• SUPPLIED DATA
--- START ---

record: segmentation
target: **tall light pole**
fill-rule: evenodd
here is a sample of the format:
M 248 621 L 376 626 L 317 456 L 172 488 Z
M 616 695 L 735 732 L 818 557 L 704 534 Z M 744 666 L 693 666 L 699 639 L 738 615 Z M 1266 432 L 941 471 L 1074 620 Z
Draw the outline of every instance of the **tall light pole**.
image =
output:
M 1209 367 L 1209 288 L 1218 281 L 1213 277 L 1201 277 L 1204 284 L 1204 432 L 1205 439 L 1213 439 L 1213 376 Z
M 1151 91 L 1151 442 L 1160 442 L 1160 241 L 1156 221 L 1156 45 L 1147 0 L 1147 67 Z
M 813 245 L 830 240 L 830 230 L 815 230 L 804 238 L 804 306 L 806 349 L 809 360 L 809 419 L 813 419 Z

--- END ---
--- START ---

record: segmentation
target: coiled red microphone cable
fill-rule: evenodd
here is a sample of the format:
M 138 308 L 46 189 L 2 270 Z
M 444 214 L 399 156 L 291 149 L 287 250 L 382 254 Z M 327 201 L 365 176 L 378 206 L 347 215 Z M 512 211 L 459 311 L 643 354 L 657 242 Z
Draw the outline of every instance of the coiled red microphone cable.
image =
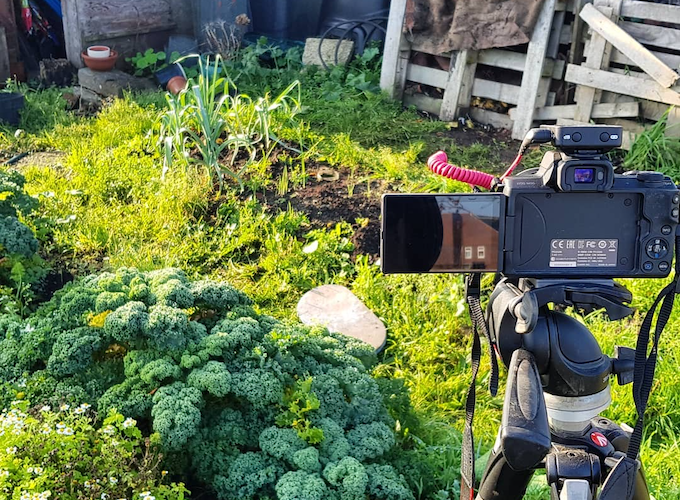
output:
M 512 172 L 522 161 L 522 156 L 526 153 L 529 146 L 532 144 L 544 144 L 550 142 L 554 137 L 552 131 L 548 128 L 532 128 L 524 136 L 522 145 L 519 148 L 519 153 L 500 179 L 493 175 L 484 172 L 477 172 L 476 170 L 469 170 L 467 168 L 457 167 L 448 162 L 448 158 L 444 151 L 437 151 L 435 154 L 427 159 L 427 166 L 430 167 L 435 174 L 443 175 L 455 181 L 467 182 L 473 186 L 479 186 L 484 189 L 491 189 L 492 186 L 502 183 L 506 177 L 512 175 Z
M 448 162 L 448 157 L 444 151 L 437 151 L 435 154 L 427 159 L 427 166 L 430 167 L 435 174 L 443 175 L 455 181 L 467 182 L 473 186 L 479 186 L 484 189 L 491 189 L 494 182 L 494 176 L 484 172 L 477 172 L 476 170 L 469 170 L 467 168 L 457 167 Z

--- END ---

• EXERCISE REQUIREMENTS
The expected answer is a copy of each line in the records that holds the word "outline".

• YOUR SOLUTION
Draw the outline of every instance of the **tall light pole**.
Draw the outline of every instance of the coiled red microphone cable.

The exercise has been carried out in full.